| PROBLEM |
Please print each of the rows below again, line for line, with every character unchanged.

| RECORD LIST |
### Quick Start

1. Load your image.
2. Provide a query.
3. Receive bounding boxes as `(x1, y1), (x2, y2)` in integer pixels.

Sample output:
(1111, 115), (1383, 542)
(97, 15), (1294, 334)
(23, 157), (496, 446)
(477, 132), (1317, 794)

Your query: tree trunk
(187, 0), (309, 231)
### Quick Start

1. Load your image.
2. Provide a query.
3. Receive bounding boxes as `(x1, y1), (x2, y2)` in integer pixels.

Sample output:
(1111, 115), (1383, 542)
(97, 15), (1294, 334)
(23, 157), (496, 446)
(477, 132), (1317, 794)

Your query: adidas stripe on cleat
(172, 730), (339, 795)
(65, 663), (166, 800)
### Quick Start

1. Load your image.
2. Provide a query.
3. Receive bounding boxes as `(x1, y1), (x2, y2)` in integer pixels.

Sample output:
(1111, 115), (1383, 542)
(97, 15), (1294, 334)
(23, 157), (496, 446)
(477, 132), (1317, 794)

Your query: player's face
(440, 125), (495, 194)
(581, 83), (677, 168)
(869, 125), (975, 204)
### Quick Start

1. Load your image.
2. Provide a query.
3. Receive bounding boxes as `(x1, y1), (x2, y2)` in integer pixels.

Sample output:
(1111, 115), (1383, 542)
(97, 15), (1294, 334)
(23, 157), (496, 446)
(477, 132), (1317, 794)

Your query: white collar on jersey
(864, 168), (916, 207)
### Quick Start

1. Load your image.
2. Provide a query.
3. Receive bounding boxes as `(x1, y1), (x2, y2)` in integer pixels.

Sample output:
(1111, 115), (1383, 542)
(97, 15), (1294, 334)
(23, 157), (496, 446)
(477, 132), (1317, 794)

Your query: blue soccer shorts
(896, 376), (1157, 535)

| RESULT FOR THIS TASK |
### Quick Start

1. Load your image.
2. Provide a query.
3. Receive bounding boxes as `(x1, y1), (x2, y2)` in integer pixels.

Sample output:
(1111, 115), (1383, 542)
(97, 15), (1294, 334)
(23, 157), (496, 446)
(477, 132), (1317, 794)

Your query: tree trunk
(187, 0), (309, 231)
### Quick Start

1. Load your image.
2. Provide a query.
3. Receive bounding boxes as `(x1, y1), (x2, y2)` in integer pixels.

Sample output:
(1111, 115), (1383, 542)
(97, 15), (1294, 334)
(23, 157), (496, 446)
(477, 132), (1317, 794)

Your query: adidas stripe on cleat
(172, 730), (339, 795)
(65, 663), (166, 800)
### Quick Start

1. Load your image.
2. Provide a query.
3. Receive bounding boxes as `(x1, y1), (x2, y2)` in integer pixels.

Sample output:
(1111, 115), (1383, 542)
(97, 15), (1294, 334)
(23, 157), (496, 446)
(477, 132), (1317, 794)

Your query: player's face
(440, 125), (495, 194)
(581, 83), (677, 168)
(869, 125), (975, 204)
### Quick Start

1. Load your image.
2. Provide a query.
3. Receive bounding boxes as `(x1, y1), (x2, y2)` in integer pixels.

Sample output:
(1111, 115), (1383, 542)
(97, 15), (1294, 334)
(23, 157), (496, 446)
(477, 132), (1317, 794)

Your query: white collar on jersey
(864, 168), (916, 207)
### Quick Start

1. Load your image.
2. Provide a query.
3. Receive bounding boxes as `(x1, y1), (x2, y2)` in integer pixels.

Sample output:
(1111, 115), (1383, 542)
(97, 15), (1294, 334)
(23, 157), (496, 446)
(477, 132), (1317, 794)

Your query: blue soccer shorts
(896, 376), (1157, 535)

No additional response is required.